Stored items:

——

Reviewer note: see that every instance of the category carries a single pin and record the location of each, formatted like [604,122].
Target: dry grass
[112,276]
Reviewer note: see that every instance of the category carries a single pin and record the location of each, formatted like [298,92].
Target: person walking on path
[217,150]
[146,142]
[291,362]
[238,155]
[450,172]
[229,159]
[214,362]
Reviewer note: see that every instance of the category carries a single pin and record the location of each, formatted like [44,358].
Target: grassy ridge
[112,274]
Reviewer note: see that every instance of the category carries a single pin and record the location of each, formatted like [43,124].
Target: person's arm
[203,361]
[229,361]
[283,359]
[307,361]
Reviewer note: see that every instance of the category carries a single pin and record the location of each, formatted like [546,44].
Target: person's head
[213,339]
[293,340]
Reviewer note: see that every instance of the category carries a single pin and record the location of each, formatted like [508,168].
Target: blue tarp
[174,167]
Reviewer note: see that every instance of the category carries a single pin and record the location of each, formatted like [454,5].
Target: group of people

——

What you have to do.
Set out each line of the records above as a JSON list of strings, one string per line, and leave out any blank lines.

Final answer.
[
  "Reviewer note: see that every instance of the category carries a single pin and record the location of each, formatted like [604,122].",
  "Target: dry grass",
  "[112,276]",
  "Reviewer note: see that every instance of the category carries a single pin and record the location of each, formatted like [298,92].",
  "Target: person walking on path",
  "[217,150]",
  "[146,142]",
  "[291,362]",
  "[238,155]",
  "[450,172]",
  "[229,159]",
  "[214,362]",
  "Reviewer note: see that every instance of the category carries a single pin and record the location of each, formatted like [44,358].",
  "Target: grassy ridge",
  "[112,274]",
  "Reviewer note: see that every instance of the category carries a single pin and record the location of each, formatted like [43,124].",
  "Target: person's arm",
  "[203,361]",
  "[229,361]",
  "[283,359]",
  "[307,361]",
  "Reviewer note: see that every instance of the category carries a single pin and record the location of each, formatted like [546,44].",
  "Target: person's head",
  "[213,339]",
  "[293,340]",
  "Reviewer note: see that every instance of the category carries a single pin and record the location of each, formatted like [508,168].",
  "Target: blue tarp",
  "[174,167]",
  "Reviewer note: see that every instance of the category carries a single pin and record the location of each, formatted like [454,5].",
  "Target: group of people"
]